Exercise requirements
Each record should be copied exactly, and none of them omitted.

Excerpted records
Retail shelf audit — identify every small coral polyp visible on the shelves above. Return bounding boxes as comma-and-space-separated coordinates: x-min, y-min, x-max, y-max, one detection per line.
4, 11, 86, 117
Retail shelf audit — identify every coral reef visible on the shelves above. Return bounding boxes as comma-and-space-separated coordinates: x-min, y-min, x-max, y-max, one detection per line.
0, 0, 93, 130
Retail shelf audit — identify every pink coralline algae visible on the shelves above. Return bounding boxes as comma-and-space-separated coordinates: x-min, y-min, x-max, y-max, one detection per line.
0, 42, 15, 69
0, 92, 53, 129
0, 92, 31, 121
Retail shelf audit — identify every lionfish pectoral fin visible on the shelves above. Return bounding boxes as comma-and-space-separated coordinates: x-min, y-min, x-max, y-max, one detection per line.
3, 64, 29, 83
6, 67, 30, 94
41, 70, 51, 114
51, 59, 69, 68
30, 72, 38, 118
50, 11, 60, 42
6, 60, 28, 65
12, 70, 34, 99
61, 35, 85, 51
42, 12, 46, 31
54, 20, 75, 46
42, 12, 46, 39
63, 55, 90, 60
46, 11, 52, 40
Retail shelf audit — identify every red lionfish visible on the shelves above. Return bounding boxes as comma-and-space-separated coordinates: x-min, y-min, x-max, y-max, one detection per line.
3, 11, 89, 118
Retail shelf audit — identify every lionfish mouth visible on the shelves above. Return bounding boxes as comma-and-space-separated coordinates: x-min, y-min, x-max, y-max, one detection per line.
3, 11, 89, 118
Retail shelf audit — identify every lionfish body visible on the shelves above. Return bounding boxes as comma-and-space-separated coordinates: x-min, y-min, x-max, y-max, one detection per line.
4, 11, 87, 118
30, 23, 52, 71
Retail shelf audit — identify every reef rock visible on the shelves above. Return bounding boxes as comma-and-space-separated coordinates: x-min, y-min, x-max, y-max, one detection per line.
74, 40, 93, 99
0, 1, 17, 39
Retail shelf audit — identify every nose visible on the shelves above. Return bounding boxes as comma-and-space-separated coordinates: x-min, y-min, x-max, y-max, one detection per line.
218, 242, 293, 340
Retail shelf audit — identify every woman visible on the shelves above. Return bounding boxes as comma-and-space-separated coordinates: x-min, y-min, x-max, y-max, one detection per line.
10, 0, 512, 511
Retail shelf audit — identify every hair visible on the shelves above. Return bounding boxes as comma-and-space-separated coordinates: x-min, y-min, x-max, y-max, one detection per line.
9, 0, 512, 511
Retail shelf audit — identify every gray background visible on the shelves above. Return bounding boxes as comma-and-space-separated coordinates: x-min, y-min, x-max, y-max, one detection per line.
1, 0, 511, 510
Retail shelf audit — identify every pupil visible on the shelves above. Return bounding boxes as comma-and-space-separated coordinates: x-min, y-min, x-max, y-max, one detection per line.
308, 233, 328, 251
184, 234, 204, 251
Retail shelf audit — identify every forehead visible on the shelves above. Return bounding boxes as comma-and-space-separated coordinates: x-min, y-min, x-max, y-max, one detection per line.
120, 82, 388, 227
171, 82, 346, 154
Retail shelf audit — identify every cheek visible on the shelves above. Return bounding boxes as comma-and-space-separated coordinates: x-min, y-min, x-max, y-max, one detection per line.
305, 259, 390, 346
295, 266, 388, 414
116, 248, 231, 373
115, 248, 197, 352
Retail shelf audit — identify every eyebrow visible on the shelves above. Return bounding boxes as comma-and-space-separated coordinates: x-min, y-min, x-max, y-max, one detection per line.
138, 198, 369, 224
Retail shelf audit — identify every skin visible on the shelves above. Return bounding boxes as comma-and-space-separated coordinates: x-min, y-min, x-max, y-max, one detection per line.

Task response
Retail shelf audit — identify every small coral polyp visible on the shelves above. Return bounding boxes as comma-and-space-separated coordinates: x-min, y-min, x-max, y-max, one detection per line.
4, 11, 86, 117
Retail shelf audit — identify every coral reef visible on the shelves above. Return bounding boxes as comma-and-space-separated coordinates: x-min, y-min, x-max, y-max, one detection per line.
0, 0, 93, 130
Retail shelf audit — identify every pink coralline algae visible on the shelves above. Return bounding boxes as comma-and-space-separated coordinates: x-min, y-min, x-max, y-max, one detection per line.
0, 42, 15, 69
0, 92, 53, 129
0, 92, 31, 121
Retail shelf audit — identify every lionfish pectoral fin visible on the shelves above. Return bounding boxes as comma-and-space-separated coordinates: x-min, y-min, x-max, y-max, one detection per line.
3, 64, 29, 83
6, 67, 30, 94
41, 70, 51, 114
51, 59, 69, 68
30, 72, 38, 118
50, 11, 60, 42
6, 60, 28, 65
12, 70, 34, 99
61, 35, 85, 51
42, 12, 46, 31
54, 20, 75, 46
42, 12, 46, 39
63, 55, 90, 60
46, 11, 52, 40
Retail shelf audit — identify every red lionfish visible on the shelves above. Return bounding boxes as comma-and-space-separated coordinates: x-min, y-min, x-max, y-max, one detection per line.
3, 11, 89, 118
Retail shelf audit — identify every lionfish mouth visible on the shelves above. Return bounding boxes as comma-and-space-separated coordinates: x-min, y-min, x-max, y-max, one detection per line.
3, 11, 89, 118
Retail shelf audit — identify every lionfish body visible on the shelves above. Return bounding boxes as comma-and-space-separated coordinates: x-min, y-min, x-max, y-max, one detection per line.
4, 11, 87, 118
30, 23, 52, 71
Retail shelf audit — identify every reef rock visible on the shelves above. Return bounding boxes as comma-and-space-separated coordinates: x-min, y-min, x-max, y-max, one detection per line.
74, 40, 93, 99
0, 1, 17, 39
Retail shelf audit — identify every nose visible on the shelves above. Return bounding boxes as comma-and-space-separated coordinates: x-min, y-min, x-max, y-max, one detection per line.
218, 242, 293, 340
Retail shelf audit — identify every woman visible on the shelves above. Return bounding boxes as comma-and-space-separated coordinates: x-min, y-min, x-max, y-max, one detection per line.
10, 0, 512, 511
Retail shelf audit — identify every hair visible on the shelves above. Return bounding boxes as comma-and-space-separated coordinates: x-min, y-min, x-max, y-max, one detection per line.
9, 0, 512, 511
Retail shelf audit — identify every gray background visible on the shelves above. Return bounding boxes as comma-and-space-separated coordinates: x-min, y-min, x-max, y-max, one detection per line.
1, 0, 511, 510
Retail shelf audit — identify every pupil visible on the shelves above. Return bounding boxes as comma-and-space-separated coordinates: x-min, y-min, x-max, y-max, one detection per line.
308, 233, 328, 251
184, 234, 204, 251
Retail shelf audit — identify every forehead visible on the shelves above. Return bounding boxes as comma-and-space-separated coordinates: x-min, y-min, x-max, y-max, one detection per line.
120, 82, 388, 227
171, 82, 346, 154
Retail shelf audit — identify every cheek visible on the shelves above. Return bounding boxes as comma-and-space-separated coordinates: x-min, y-min, x-max, y-max, one detection per line.
305, 259, 390, 346
295, 266, 388, 414
116, 248, 231, 373
115, 248, 197, 352
Retail shelf audit — identify every eyebrow visible on the shelves above. Return bounding boxes as comma-and-space-separated coordinates: x-min, y-min, x-max, y-max, one detection per line.
138, 198, 369, 224
Retail shelf audit — identify every skin visible on the shelves above. Return bounding boxes as comma-and-space-separated coordinates: x-min, y-min, x-max, y-max, one detection per line.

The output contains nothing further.